[RAW DATA]
----------------
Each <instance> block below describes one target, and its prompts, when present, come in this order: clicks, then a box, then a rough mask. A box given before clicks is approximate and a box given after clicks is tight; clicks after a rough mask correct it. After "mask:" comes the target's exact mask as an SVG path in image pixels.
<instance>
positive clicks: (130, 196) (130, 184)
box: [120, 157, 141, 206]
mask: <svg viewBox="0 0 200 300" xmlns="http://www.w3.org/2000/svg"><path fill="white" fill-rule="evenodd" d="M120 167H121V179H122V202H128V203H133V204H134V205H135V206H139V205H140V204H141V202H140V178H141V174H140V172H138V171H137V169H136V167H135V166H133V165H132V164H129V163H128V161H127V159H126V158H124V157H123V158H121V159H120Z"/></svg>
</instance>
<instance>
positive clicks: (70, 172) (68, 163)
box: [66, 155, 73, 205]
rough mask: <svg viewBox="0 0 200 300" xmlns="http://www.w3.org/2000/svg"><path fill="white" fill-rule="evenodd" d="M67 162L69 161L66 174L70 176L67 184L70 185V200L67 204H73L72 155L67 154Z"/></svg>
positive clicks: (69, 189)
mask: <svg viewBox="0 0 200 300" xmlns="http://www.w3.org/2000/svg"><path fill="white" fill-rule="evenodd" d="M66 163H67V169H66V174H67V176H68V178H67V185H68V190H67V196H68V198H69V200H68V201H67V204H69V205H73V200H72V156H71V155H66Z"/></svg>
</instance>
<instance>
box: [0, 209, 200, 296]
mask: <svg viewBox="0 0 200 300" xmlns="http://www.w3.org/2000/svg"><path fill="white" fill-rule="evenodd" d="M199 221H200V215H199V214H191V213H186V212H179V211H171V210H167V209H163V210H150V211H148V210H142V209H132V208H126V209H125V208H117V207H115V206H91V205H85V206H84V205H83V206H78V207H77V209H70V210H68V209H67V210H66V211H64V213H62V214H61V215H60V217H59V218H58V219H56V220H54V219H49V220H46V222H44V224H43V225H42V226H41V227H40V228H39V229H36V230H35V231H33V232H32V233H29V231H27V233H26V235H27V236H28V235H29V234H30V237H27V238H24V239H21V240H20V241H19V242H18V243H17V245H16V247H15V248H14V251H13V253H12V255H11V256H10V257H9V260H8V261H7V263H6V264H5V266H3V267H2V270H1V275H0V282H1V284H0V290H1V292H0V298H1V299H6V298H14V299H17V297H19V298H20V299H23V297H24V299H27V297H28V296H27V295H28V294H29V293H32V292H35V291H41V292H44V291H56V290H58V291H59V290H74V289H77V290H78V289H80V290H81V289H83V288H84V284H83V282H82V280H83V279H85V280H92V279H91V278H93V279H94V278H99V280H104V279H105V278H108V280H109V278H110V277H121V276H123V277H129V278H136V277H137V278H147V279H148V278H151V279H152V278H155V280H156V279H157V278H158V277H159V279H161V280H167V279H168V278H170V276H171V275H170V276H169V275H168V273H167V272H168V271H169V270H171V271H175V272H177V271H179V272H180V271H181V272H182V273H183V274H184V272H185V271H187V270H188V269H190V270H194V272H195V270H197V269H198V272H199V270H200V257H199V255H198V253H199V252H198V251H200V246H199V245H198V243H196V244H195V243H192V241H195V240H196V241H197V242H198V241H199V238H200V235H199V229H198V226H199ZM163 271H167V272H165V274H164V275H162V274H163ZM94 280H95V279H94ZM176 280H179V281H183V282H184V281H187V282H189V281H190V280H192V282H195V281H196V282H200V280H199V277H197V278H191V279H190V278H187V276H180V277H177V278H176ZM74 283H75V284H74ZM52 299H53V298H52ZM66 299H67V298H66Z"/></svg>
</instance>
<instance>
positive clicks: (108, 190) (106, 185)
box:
----------------
[YOUR TASK] Begin at the line above that has "positive clicks: (130, 196) (130, 184)" and stop after the line that has "rough mask: <svg", copying each line exactly and adding nothing else.

[OUTPUT OF THE EXERCISE]
positive clicks: (130, 196) (130, 184)
box: [120, 157, 141, 206]
mask: <svg viewBox="0 0 200 300" xmlns="http://www.w3.org/2000/svg"><path fill="white" fill-rule="evenodd" d="M120 167H121V179H122V202H128V203H133V204H134V205H135V206H139V205H140V204H141V202H140V178H141V174H140V172H138V171H137V169H136V167H135V166H133V165H132V164H129V163H128V161H127V159H126V158H124V157H123V158H121V159H120Z"/></svg>
</instance>
<instance>
positive clicks: (70, 172) (68, 163)
box: [66, 155, 73, 205]
rough mask: <svg viewBox="0 0 200 300" xmlns="http://www.w3.org/2000/svg"><path fill="white" fill-rule="evenodd" d="M67 162L69 161L66 174L70 176L67 184L70 185V200L67 204H73L72 155L67 154Z"/></svg>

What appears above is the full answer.